[Excerpts of bounding box data]
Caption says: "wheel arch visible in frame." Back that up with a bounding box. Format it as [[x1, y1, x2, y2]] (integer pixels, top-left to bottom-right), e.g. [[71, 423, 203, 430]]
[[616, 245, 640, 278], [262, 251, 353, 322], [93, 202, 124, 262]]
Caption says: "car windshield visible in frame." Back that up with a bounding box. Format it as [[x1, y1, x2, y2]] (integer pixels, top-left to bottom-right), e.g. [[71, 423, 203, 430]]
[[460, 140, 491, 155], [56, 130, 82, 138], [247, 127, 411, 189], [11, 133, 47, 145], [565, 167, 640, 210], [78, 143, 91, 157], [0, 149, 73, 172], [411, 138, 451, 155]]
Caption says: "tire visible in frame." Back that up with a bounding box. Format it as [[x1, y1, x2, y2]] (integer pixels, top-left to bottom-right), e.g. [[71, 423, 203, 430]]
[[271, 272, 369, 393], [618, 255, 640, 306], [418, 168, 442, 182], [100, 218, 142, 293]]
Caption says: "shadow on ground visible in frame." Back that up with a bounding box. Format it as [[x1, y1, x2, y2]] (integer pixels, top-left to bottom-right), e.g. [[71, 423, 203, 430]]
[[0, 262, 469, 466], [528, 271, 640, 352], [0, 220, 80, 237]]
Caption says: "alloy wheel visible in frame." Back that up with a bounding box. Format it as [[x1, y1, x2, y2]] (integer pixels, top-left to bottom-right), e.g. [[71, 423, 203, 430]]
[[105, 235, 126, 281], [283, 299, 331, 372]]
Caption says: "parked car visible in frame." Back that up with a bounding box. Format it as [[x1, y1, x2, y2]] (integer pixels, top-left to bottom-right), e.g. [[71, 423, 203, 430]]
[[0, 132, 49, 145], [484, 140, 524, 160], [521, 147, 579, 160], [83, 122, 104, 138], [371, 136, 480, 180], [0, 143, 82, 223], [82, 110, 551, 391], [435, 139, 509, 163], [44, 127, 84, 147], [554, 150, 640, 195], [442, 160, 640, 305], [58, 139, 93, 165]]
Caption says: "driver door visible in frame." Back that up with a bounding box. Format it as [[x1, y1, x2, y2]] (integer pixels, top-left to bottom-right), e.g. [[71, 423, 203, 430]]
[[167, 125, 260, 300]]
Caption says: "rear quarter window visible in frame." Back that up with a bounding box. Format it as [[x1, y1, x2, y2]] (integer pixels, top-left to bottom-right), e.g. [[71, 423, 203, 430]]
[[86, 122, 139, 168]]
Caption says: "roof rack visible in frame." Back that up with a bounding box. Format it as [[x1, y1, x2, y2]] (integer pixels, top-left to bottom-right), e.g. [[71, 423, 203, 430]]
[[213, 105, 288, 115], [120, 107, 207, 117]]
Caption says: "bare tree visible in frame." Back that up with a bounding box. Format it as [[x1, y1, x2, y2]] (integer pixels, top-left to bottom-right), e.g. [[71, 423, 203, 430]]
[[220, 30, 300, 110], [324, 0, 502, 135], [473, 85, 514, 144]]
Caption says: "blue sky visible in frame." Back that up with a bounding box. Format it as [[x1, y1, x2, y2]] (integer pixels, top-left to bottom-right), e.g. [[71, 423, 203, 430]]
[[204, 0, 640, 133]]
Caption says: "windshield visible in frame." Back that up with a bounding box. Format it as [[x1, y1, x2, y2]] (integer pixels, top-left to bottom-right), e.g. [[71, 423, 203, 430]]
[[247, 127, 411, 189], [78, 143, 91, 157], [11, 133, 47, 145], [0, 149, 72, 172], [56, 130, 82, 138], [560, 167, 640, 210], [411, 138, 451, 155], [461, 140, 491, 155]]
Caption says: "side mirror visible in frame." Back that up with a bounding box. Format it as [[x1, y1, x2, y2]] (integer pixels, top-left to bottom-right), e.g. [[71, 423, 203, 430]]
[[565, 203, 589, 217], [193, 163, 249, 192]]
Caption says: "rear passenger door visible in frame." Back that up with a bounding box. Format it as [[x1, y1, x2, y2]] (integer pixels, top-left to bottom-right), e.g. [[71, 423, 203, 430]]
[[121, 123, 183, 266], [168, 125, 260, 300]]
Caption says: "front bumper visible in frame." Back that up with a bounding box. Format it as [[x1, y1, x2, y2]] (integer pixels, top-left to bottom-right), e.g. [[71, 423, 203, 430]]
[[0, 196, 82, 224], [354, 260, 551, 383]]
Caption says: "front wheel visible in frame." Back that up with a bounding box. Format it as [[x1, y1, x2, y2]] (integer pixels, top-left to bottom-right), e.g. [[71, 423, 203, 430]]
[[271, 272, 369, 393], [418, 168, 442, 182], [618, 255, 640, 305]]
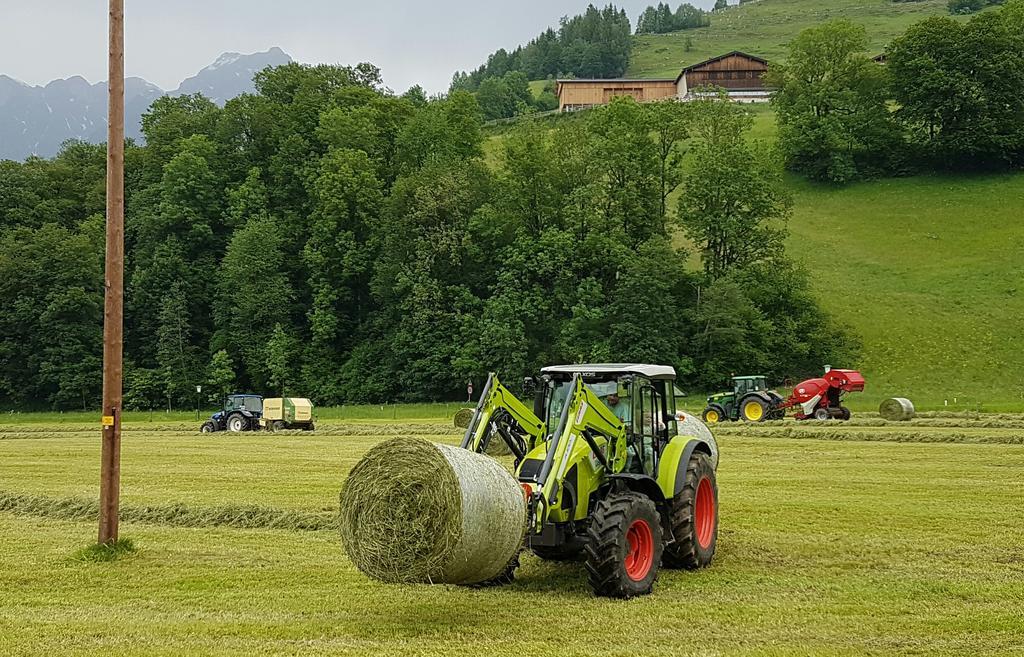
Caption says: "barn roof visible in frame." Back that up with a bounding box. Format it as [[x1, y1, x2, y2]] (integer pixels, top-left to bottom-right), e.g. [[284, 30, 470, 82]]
[[555, 78, 676, 84], [676, 50, 768, 84]]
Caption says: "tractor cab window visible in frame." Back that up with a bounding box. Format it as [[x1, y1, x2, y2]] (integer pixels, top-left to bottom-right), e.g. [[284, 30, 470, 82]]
[[629, 385, 666, 475], [546, 381, 569, 434], [224, 396, 263, 412], [586, 381, 633, 427]]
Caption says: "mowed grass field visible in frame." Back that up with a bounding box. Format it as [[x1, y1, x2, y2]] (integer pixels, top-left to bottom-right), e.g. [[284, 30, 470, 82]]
[[0, 415, 1024, 655]]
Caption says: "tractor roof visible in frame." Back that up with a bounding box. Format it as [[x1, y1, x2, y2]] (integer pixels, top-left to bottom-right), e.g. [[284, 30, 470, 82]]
[[541, 362, 676, 381]]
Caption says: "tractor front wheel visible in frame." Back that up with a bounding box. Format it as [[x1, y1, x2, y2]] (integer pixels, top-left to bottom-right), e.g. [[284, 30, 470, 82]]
[[700, 404, 726, 425], [665, 453, 718, 570], [739, 397, 769, 422], [585, 492, 665, 598]]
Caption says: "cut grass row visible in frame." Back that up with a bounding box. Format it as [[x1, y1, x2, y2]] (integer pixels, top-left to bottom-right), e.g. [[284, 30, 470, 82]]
[[0, 427, 1024, 657]]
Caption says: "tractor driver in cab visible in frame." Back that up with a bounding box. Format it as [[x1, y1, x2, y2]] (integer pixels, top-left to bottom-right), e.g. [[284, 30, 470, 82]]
[[593, 381, 631, 426]]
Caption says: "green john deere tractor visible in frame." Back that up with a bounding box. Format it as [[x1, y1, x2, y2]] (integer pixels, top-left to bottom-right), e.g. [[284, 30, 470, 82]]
[[462, 364, 718, 598], [701, 377, 785, 425]]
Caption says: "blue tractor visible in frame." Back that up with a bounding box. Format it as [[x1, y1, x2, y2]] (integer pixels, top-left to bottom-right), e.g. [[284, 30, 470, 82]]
[[200, 395, 263, 434]]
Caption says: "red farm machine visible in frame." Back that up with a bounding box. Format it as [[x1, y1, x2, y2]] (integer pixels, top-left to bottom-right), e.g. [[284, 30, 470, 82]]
[[703, 368, 864, 424]]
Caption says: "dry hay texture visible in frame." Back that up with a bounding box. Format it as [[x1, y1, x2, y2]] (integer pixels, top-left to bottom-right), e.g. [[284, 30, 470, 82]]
[[879, 397, 913, 422], [339, 438, 526, 584]]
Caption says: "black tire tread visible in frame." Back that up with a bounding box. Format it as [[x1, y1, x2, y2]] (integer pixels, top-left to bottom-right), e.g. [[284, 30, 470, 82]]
[[662, 452, 718, 570], [584, 492, 665, 598]]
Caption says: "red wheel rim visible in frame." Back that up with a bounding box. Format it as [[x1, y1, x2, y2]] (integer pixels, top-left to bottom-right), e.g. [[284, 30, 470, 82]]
[[693, 477, 715, 550], [626, 520, 654, 581]]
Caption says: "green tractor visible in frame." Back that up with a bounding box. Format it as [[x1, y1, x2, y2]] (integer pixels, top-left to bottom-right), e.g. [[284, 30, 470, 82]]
[[701, 377, 785, 425], [462, 364, 718, 598]]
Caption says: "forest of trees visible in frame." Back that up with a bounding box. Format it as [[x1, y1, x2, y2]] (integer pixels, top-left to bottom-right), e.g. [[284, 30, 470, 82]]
[[0, 63, 856, 408], [637, 2, 711, 34], [452, 4, 633, 98], [769, 0, 1024, 182]]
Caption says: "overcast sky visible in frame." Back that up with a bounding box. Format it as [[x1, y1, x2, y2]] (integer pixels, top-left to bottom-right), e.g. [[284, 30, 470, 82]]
[[0, 0, 714, 92]]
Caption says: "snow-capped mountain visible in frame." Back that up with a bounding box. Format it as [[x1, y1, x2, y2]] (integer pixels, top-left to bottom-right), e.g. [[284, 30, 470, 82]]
[[0, 48, 292, 160], [174, 48, 292, 105]]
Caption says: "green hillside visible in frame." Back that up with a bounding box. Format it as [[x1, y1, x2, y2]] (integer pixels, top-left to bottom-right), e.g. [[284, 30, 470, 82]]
[[628, 0, 947, 77], [790, 174, 1024, 410], [691, 106, 1024, 410]]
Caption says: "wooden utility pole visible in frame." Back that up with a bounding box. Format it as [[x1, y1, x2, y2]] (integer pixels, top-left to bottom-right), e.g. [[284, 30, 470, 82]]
[[99, 0, 125, 543]]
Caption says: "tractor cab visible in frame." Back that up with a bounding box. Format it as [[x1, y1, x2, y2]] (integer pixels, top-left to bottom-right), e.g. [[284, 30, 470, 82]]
[[200, 395, 263, 434], [732, 377, 768, 397], [534, 363, 676, 476], [224, 395, 263, 413]]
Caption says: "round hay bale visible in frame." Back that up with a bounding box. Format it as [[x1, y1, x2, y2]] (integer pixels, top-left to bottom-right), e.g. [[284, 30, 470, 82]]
[[676, 412, 718, 470], [879, 397, 914, 422], [339, 438, 526, 584], [455, 408, 476, 429]]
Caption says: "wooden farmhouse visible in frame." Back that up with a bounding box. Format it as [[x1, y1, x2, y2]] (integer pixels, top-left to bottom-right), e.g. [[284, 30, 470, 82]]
[[558, 51, 771, 112]]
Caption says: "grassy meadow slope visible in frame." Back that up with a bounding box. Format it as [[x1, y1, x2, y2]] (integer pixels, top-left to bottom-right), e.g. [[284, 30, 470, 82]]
[[790, 174, 1024, 410], [628, 0, 947, 77]]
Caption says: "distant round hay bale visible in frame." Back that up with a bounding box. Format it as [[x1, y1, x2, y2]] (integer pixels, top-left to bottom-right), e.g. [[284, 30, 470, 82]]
[[455, 408, 476, 429], [879, 397, 914, 422], [676, 412, 718, 470], [339, 438, 526, 584]]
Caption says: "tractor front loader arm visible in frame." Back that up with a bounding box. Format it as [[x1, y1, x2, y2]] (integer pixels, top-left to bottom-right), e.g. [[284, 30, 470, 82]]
[[462, 373, 545, 459], [537, 375, 627, 521]]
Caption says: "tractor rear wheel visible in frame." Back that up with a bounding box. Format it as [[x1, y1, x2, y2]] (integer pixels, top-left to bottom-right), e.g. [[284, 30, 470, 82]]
[[227, 415, 249, 432], [664, 453, 718, 570], [700, 404, 726, 425], [739, 397, 768, 422], [586, 492, 665, 598]]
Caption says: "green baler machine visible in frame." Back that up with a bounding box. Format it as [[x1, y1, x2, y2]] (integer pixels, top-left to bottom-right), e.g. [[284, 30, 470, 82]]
[[260, 397, 313, 431]]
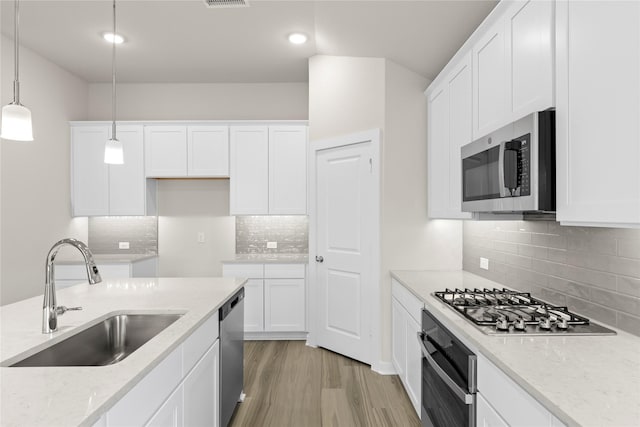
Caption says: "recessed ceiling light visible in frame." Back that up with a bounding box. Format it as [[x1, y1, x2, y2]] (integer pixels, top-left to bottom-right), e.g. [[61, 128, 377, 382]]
[[102, 33, 124, 44], [289, 33, 307, 44]]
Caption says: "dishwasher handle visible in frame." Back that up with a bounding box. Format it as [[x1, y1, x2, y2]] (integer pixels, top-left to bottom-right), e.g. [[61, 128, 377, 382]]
[[219, 288, 244, 321]]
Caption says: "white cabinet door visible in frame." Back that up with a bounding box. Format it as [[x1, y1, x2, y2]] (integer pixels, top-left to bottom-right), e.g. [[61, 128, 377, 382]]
[[405, 313, 422, 416], [269, 126, 307, 215], [145, 386, 186, 427], [144, 126, 187, 178], [229, 126, 269, 215], [244, 279, 264, 332], [109, 125, 146, 215], [448, 54, 473, 219], [183, 340, 220, 426], [264, 279, 306, 332], [472, 20, 510, 139], [391, 298, 407, 380], [556, 1, 640, 227], [476, 393, 509, 427], [187, 126, 229, 178], [427, 85, 450, 218], [71, 125, 109, 216], [505, 0, 555, 121]]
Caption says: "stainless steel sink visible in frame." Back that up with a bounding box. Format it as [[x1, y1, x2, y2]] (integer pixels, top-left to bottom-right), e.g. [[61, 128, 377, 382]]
[[11, 314, 182, 367]]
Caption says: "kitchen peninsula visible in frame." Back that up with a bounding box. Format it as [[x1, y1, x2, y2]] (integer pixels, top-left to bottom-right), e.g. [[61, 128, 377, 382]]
[[0, 278, 245, 426]]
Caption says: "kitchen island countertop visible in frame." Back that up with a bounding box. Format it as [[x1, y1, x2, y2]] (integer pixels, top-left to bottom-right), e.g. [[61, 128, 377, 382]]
[[391, 271, 640, 427], [0, 278, 245, 427]]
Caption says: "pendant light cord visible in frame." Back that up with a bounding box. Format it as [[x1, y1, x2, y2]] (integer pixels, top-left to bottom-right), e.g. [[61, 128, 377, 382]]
[[13, 0, 20, 105], [111, 0, 118, 140]]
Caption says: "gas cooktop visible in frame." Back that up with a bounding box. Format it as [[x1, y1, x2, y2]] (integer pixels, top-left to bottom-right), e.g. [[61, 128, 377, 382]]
[[433, 288, 616, 335]]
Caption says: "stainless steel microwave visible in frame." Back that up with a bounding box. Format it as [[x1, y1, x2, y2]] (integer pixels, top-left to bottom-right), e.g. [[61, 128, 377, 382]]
[[460, 111, 556, 213]]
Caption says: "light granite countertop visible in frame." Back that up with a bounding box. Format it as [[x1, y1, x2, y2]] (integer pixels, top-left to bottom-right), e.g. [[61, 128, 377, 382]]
[[391, 271, 640, 427], [222, 254, 309, 264], [0, 278, 245, 427], [56, 252, 158, 265]]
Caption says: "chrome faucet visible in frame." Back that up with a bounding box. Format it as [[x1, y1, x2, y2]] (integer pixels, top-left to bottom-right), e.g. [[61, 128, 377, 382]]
[[42, 239, 102, 334]]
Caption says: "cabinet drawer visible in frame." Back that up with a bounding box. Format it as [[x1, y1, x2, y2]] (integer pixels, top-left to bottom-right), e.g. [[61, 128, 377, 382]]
[[222, 264, 264, 279], [107, 346, 182, 426], [182, 311, 220, 375], [391, 279, 424, 325], [264, 264, 305, 279]]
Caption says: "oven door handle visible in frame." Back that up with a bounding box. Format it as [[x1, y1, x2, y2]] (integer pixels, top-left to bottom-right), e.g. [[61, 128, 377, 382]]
[[418, 332, 473, 405]]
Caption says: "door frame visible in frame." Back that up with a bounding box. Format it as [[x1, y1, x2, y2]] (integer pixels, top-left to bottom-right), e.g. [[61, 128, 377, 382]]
[[307, 129, 380, 373]]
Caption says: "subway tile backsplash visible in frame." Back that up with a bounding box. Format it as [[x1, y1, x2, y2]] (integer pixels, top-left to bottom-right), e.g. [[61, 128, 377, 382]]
[[463, 221, 640, 336], [87, 216, 158, 254], [236, 215, 309, 254]]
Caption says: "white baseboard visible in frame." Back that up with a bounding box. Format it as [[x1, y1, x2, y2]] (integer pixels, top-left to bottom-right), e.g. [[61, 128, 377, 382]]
[[371, 361, 397, 375], [244, 332, 307, 341]]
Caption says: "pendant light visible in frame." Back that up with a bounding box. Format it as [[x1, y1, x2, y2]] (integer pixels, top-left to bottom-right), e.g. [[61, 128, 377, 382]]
[[0, 0, 33, 141], [104, 0, 124, 165]]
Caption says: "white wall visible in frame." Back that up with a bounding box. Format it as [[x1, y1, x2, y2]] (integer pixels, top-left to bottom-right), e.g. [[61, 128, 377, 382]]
[[0, 36, 88, 305], [88, 83, 309, 120], [88, 83, 308, 277], [309, 55, 462, 368]]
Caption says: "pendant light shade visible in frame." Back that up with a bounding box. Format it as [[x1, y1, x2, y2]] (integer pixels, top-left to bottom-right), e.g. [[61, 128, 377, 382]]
[[104, 0, 124, 165], [0, 0, 33, 141], [104, 138, 124, 165], [0, 104, 33, 141]]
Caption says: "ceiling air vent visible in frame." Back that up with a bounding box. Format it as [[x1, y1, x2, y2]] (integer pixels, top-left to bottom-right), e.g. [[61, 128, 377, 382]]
[[204, 0, 249, 8]]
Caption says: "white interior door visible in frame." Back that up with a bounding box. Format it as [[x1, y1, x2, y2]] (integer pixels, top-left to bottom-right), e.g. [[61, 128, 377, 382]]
[[315, 141, 378, 364]]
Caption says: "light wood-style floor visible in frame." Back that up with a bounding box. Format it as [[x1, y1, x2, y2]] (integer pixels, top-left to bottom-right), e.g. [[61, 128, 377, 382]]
[[230, 341, 420, 427]]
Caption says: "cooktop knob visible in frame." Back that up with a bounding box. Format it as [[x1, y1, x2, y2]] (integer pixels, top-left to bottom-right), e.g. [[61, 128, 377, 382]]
[[556, 317, 569, 329], [513, 317, 527, 331], [539, 317, 551, 329], [496, 317, 509, 331]]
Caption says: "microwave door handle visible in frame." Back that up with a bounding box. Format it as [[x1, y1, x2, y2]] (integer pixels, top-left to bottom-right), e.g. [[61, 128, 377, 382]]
[[418, 332, 473, 405], [498, 141, 507, 198]]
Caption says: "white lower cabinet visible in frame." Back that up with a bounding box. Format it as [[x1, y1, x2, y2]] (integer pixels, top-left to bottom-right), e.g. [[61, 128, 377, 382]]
[[477, 354, 564, 427], [222, 264, 307, 339], [104, 311, 220, 427], [391, 280, 424, 417]]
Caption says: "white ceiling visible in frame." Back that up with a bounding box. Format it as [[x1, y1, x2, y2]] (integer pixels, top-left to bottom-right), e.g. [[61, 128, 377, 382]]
[[0, 0, 497, 83]]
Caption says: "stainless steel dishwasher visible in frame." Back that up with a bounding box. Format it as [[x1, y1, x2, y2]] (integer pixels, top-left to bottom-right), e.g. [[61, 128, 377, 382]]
[[219, 288, 244, 427]]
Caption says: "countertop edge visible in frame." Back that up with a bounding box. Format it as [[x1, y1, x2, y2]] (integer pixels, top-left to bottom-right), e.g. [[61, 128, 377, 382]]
[[391, 270, 581, 426], [79, 278, 247, 426]]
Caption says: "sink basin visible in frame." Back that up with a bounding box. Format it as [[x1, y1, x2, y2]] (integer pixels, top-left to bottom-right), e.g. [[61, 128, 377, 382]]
[[11, 314, 182, 367]]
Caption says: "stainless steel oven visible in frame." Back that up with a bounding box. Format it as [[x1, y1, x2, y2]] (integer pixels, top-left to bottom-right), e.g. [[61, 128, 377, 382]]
[[460, 111, 556, 213], [418, 310, 477, 427]]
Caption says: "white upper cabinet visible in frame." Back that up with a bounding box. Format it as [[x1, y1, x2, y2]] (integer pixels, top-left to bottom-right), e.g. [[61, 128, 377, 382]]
[[144, 125, 229, 178], [187, 126, 229, 177], [506, 0, 555, 121], [556, 1, 640, 227], [269, 126, 307, 215], [230, 126, 307, 215], [71, 124, 155, 216], [470, 0, 554, 139], [229, 126, 269, 215], [472, 20, 509, 138], [428, 55, 472, 219], [144, 125, 187, 178]]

PROBLEM DESCRIPTION: Copy out the stretch of the listing from its first line through the line containing "202, 124, 262]]", including both, reproducing each line unchanged.

RESPONSE TO THE TASK:
Caption says: "wheel arch visible in frame." Back that up with a bounding box. Format it as [[x1, y1, x2, y2]] (integer pixels, top-left to bottom-right), e.g. [[71, 423, 203, 430]]
[[616, 245, 640, 278], [262, 251, 353, 322], [93, 202, 124, 262]]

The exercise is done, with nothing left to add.